What to produce
Word for word, restate the lines of the data from the first through the one containing "Return one point per instance of the paved", and nothing else.
────────────────
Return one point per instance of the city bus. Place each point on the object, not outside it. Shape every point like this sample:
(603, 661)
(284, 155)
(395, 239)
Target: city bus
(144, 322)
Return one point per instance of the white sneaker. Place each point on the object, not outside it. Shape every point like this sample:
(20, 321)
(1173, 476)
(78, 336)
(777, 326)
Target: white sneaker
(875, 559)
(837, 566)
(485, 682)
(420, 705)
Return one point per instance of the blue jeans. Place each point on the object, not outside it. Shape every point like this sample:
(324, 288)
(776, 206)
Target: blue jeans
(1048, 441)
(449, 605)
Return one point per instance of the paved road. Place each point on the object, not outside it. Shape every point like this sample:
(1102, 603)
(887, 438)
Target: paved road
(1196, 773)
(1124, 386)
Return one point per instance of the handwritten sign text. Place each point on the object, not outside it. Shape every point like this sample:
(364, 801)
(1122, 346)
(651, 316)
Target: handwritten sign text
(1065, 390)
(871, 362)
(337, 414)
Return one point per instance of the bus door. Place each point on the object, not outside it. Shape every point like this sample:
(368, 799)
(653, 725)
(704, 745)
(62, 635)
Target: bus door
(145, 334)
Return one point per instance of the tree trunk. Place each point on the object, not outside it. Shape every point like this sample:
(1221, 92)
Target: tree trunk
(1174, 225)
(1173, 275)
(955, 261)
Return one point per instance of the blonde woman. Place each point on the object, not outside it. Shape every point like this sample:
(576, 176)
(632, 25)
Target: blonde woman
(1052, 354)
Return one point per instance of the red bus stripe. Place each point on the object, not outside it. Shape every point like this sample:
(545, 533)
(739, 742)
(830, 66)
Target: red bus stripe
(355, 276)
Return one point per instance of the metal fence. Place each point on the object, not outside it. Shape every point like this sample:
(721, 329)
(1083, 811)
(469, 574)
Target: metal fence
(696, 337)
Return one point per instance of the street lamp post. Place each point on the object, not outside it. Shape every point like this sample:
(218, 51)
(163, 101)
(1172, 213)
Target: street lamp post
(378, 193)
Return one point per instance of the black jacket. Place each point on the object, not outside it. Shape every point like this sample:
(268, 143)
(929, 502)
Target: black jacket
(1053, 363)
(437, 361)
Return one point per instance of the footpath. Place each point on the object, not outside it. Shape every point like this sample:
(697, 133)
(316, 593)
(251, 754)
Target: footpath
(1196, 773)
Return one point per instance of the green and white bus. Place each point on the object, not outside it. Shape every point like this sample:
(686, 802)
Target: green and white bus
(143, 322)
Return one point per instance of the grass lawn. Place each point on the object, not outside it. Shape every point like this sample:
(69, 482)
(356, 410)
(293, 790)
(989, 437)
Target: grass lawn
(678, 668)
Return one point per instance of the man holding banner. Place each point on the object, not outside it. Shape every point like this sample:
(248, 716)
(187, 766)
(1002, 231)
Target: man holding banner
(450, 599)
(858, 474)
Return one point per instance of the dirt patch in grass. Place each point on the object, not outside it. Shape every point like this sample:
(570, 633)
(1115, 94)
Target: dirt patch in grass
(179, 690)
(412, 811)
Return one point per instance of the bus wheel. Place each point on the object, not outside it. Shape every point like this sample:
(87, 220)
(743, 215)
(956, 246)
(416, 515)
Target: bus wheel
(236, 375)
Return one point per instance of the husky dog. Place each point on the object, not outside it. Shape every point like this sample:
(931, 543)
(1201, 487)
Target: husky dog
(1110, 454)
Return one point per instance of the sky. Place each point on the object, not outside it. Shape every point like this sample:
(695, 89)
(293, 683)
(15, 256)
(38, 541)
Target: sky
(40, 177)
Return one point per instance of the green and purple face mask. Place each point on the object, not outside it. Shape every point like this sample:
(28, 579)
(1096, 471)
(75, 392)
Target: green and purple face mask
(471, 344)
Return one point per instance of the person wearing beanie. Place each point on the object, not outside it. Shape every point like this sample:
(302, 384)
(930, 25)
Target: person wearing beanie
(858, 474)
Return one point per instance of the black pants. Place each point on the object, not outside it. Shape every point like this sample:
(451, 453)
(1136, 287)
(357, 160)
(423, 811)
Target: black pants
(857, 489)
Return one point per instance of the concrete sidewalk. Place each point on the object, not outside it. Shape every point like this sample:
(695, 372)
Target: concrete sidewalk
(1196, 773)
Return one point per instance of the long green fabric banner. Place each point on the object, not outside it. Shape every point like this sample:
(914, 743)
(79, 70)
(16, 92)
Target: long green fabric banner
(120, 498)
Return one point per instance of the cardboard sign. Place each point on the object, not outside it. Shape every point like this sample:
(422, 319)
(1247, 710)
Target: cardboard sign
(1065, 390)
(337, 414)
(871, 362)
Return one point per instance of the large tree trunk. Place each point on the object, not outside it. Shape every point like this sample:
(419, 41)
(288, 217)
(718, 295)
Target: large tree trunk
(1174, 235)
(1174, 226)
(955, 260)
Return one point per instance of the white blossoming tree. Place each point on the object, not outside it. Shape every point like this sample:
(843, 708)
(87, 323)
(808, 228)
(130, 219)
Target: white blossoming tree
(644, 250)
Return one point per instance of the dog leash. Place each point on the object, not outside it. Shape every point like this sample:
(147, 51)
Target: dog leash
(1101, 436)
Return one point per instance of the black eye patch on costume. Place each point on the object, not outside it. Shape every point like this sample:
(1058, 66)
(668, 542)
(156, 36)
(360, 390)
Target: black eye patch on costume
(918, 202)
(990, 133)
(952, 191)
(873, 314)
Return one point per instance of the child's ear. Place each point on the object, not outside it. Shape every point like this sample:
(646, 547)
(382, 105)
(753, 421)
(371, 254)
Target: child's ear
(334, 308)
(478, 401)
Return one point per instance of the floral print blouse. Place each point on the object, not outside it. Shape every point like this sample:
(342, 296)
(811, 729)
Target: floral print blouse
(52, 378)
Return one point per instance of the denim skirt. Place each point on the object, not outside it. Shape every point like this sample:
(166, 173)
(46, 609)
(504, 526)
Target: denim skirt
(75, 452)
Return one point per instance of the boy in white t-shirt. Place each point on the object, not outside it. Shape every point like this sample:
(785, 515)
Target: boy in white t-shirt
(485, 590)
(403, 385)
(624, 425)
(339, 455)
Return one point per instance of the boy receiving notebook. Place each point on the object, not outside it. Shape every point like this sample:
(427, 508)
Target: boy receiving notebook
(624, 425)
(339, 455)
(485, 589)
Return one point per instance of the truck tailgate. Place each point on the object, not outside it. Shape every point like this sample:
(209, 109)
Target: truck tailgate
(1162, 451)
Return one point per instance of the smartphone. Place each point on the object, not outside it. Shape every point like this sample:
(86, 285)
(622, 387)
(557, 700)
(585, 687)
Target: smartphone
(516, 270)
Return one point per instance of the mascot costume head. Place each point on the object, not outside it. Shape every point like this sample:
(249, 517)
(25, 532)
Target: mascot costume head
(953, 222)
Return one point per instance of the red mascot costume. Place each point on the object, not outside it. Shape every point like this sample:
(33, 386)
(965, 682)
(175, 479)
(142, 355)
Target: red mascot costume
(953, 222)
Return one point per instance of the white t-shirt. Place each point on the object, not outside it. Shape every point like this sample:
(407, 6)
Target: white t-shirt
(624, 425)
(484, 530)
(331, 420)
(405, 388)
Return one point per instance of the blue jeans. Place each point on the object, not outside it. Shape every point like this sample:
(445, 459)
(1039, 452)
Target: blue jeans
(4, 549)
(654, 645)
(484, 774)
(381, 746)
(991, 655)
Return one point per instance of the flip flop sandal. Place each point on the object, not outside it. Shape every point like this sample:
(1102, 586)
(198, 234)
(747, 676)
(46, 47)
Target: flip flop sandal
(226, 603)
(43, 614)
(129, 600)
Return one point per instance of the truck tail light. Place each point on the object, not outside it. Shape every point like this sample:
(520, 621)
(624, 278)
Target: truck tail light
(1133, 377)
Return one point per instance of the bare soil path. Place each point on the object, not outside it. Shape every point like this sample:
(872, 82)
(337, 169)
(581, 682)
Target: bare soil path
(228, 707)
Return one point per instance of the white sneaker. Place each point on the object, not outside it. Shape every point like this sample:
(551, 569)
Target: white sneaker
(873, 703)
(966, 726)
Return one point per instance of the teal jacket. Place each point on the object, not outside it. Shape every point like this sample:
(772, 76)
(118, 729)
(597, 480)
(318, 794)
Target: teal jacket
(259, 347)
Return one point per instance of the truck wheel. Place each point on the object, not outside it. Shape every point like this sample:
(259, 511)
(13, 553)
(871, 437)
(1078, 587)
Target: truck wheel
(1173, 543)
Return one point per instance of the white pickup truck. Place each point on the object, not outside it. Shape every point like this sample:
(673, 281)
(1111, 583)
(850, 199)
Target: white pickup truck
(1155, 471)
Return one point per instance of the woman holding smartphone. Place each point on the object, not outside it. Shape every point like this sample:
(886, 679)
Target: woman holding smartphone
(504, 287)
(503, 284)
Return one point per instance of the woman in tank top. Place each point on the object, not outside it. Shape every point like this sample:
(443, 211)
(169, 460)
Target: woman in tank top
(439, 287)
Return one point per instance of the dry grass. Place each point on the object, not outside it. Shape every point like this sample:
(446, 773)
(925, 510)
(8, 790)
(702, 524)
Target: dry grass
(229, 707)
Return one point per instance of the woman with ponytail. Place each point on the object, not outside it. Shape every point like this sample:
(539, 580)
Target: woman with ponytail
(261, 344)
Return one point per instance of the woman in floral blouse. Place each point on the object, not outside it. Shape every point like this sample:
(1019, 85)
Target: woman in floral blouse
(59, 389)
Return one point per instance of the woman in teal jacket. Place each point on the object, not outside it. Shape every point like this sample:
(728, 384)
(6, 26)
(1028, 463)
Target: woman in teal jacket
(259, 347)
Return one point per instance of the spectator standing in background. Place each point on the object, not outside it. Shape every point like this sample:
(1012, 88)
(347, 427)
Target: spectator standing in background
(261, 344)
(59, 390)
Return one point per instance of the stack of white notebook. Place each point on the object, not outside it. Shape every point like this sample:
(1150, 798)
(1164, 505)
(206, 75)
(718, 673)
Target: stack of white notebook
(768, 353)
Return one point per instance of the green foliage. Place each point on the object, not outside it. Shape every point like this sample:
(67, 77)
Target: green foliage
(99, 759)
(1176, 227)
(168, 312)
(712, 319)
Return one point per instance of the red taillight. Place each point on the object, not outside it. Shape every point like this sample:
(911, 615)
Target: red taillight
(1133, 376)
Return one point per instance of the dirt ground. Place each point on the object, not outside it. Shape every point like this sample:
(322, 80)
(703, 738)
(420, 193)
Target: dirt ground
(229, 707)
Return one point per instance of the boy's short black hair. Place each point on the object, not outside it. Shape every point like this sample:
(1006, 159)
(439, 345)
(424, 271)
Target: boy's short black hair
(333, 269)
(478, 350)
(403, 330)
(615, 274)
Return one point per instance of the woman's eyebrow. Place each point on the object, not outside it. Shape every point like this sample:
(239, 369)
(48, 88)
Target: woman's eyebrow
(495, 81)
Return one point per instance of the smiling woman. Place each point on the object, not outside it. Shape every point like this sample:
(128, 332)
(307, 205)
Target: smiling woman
────────────────
Task solution
Return one point per instance of the city bus. Place each point on the object, not outside it. Shape every point like this sample:
(603, 661)
(284, 155)
(395, 239)
Target: city bus
(144, 322)
Return one point per instance of the white sneaker. Place each point on the object, not outside it. Shape every point like this sample:
(20, 321)
(1173, 476)
(78, 336)
(777, 326)
Target: white sneaker
(875, 559)
(837, 566)
(485, 682)
(420, 705)
Return one point per instance of the blue jeans. Place each point on the object, not outside it. Shape every point like this sample:
(324, 288)
(776, 206)
Target: blue jeans
(1048, 441)
(449, 605)
Return one point per instance of the paved road. Place each point on the object, not outside it. Shape every point like this sample:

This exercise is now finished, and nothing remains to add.